* Record set *
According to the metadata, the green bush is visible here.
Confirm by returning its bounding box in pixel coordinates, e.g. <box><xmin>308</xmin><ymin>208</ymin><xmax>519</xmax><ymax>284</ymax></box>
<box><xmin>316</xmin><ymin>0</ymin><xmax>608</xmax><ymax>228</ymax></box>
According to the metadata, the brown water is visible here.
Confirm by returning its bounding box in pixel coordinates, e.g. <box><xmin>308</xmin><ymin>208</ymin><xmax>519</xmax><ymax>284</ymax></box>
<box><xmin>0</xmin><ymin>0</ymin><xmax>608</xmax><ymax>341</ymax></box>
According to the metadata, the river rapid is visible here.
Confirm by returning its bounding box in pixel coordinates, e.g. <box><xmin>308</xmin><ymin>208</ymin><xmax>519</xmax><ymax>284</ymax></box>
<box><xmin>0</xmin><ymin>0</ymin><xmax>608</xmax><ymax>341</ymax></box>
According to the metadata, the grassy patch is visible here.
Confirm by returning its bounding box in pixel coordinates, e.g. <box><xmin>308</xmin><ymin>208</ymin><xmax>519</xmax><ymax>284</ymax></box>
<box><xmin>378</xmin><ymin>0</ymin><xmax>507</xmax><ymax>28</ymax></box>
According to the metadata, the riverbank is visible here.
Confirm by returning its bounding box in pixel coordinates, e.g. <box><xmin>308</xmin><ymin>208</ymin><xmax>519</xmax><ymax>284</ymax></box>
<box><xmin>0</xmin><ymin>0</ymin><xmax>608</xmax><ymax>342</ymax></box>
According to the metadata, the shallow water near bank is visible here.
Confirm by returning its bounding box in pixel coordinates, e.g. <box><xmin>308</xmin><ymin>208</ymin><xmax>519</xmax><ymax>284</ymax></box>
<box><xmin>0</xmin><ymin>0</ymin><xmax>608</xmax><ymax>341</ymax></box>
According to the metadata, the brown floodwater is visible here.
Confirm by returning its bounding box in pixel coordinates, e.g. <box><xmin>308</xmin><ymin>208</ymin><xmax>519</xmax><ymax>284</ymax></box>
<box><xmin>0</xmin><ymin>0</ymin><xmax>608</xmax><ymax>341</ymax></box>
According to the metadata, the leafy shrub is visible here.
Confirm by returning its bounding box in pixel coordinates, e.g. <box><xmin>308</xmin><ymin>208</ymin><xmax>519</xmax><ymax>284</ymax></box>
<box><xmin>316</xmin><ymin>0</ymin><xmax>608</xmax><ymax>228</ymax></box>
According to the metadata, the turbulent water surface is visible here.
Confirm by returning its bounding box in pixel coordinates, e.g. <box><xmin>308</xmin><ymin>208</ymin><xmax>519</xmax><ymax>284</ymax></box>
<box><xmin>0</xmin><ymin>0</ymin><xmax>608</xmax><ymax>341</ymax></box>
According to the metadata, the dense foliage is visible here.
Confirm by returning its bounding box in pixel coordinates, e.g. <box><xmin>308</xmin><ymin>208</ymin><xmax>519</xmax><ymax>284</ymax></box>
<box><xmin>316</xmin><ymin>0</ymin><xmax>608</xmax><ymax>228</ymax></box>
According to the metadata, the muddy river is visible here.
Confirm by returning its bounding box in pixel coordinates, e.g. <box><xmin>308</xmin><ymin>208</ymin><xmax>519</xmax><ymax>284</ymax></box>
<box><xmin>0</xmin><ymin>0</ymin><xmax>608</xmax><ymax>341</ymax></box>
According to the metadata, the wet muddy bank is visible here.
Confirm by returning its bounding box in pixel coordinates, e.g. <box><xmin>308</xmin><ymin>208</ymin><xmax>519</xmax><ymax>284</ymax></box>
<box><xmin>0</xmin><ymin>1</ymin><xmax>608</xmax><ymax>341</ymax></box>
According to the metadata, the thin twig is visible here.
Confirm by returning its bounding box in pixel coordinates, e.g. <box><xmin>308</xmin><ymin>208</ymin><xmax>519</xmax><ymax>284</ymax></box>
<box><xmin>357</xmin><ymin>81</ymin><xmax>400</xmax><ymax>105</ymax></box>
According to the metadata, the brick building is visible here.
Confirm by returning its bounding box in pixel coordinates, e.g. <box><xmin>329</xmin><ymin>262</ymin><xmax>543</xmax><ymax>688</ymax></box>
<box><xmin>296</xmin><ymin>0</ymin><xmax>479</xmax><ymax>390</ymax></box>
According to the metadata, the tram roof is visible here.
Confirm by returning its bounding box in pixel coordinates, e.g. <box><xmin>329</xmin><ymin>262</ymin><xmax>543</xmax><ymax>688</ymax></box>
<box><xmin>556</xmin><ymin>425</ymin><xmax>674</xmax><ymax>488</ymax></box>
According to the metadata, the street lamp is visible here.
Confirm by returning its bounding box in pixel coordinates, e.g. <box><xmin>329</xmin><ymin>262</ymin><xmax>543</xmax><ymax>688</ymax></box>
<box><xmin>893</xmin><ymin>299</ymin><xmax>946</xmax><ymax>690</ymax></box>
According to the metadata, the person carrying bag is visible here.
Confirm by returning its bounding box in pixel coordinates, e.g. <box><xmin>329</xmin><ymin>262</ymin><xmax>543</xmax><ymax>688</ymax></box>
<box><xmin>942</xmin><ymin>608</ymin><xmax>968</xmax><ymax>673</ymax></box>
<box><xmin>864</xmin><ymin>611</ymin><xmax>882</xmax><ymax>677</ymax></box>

* Exercise *
Count how many lines in the records above contain the word "brown". Give only the number.

* Exercise result *
2